[Required work]
Answer these questions from the blog post on avoiding professional boredom:
1. How many years did the author work in the large hospital setting before leaving?
2. What forced the author to restrict the scope of practice in the first years of private practice?
3. How often has the author returned to Haiti since the 2010 earthquake?

[Text for analysis]
=== Section Start ===
Diversification Key to Avoiding Professional Boredom


In this blog, one OB/GYN details how she pulled herself out of a professional rut and became re-inspired after 20 years of clinical practice.

Let's face it; after a while, medicine can become routine. Most women have similar complaints, and most of the remedies are the same. From time to time, we'll encounter a challenging case that really takes thought and creativity, but usually not. So how do we stay engaged? Diversify!

I've struggled with this for a while. When I was in a large hospital setting, I had a full-scope practice, was on call a lot, taught residents and medical students, fought the bureaucracy, and tried to find my niche. After 8 years, I no longer wanted to be in a large institution and set out on my own. The first 5 years of private practice were fascinating. I had to restrict dramatically my scope of practice because of the cost of malpractice insurance in New York. I no longer taught, delivered babies, or did surgery. However, I learned so much about business in those early years that I didn't really mind the monotony of the patient care in the office. Further, the intellectual blandness of the medicine practiced was more than offset by the opportunity to spend more time with my patients and really get to know them in a way that had never been possible in a busy clinic.

Nine-plus years into private practice, I have learned everything I'm going to learn about running a small business. I built it from scratch, and I did so successfully. But for the past 2 years, I've been utterly miserable. It took a while for me to figure out why I was unhappy. I had built a solid practice from the ground up. I enjoy my patients. I have a wonderful staff. But the challenge was missing.

As I considered the rut I was in, I realized that I would never make it another 20 years as a physician if something didn't change. I spoke to many friends in other fields of medicine and realized that we were all feeling the same way. It was sad to realize that my generation of doctors was feeling stifled and uninspired. As I considered my options, they were rather overwhelming. I could go back to school for an MBA or MPH; I could get training in acupuncture or integrative health; I could do a fellowship; I could expand the office to the next level with multiple locations-the list was endless. After a year of mulling over possible career changes, I realized that what I missed most was public service and teaching. 

I went into medicine to do public health. My transition to private practice was really a practical necessity for my family but had never been an aspiration. Yet, the personal freedom it affords is not to be taken for granted. As I searched for an outlet for my desire for public service, the 2010 Haitian Earthquake happened. As a native French speaker who had worked in Francophone Africa, the opportunity to go to Haiti was perfect in its scope and timing. I went, “fell in love" with the work and the people, and have returned twice a year since then.

But, it wasn't enough. The high I got from going to Haiti didn't sustain me through the other 50 weeks a year. I decided to pursue teaching. I have had several nurse practitioners in my practice from the Columbia University School of Nursing and had gotten to know the head of the program. I approached her about teaching some classes and became an invited speaker for several class sessions.

Around the same time, I had the opportunity to expand my work with Physicians for Human Rights, with whom I had worked for years providing medical affidavits to victims of female genital mutilation (FGM) seeking asylum. I began doing lectures, expanded my case load, and ultimately joined the Human Rights Clinic at Mt. Sinai

So now my plate is spilling over. I have much more work, I sleep less, I cram way more into every day, but I'm so much happier. I feel challenged, worthwhile as a physician, and more satisfied with my life. For the first time in years, I can imagine the next 20 years of my professional life without dread. Of course, nothing is without a price. None of these "extracurricular activities" are paid. Fortunately, my office is doing well enough that I have not had to bear a pay cut, but I'm certainly not getting a raise anytime soon. But even so, despite being the primary wage earner in my family, it is worth it-to me, my husband, and my sons. I've said, "I had a great day!" more in the past year than I had in the preceding 5 put together. That alone is priceless.
=== Section End ===
[Dataset records]
=== Section Start ===
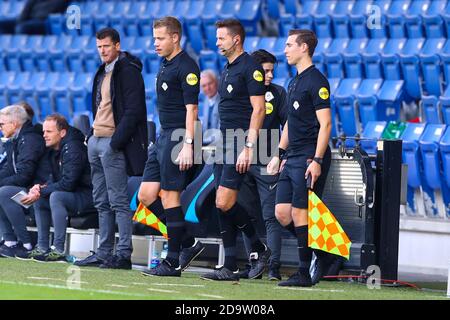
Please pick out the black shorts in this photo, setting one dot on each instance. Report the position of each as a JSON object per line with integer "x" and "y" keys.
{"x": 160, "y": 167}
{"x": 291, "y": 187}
=== Section End ===
=== Section Start ===
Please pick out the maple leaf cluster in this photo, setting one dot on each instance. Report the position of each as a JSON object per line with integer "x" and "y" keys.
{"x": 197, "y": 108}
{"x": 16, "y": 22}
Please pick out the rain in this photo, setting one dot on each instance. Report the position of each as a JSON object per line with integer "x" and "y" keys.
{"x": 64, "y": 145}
=== Section End ===
=== Section Start ===
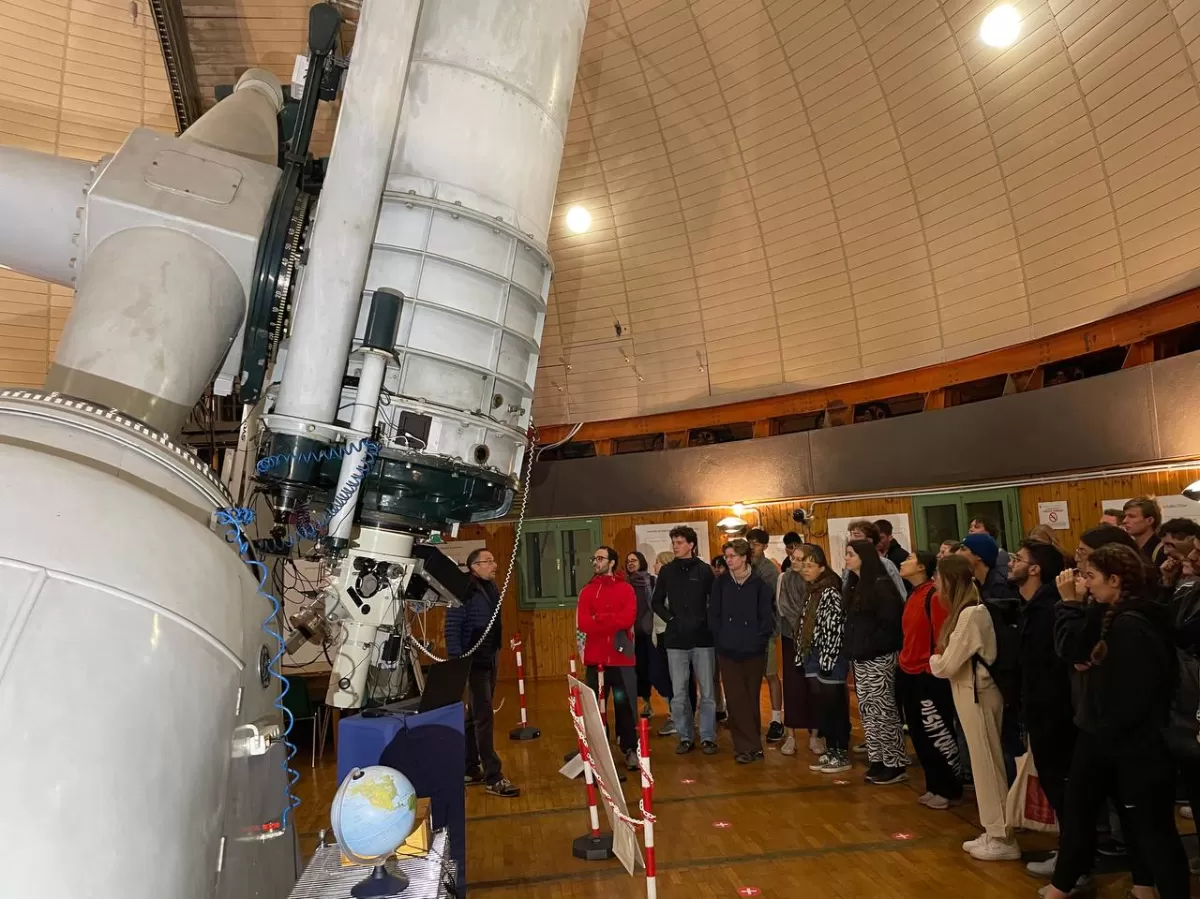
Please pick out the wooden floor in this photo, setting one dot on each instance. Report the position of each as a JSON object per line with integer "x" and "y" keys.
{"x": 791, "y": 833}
=== Section End ===
[Your response]
1. 8 years.
2. The cost of malpractice insurance in New York.
3. Twice a year.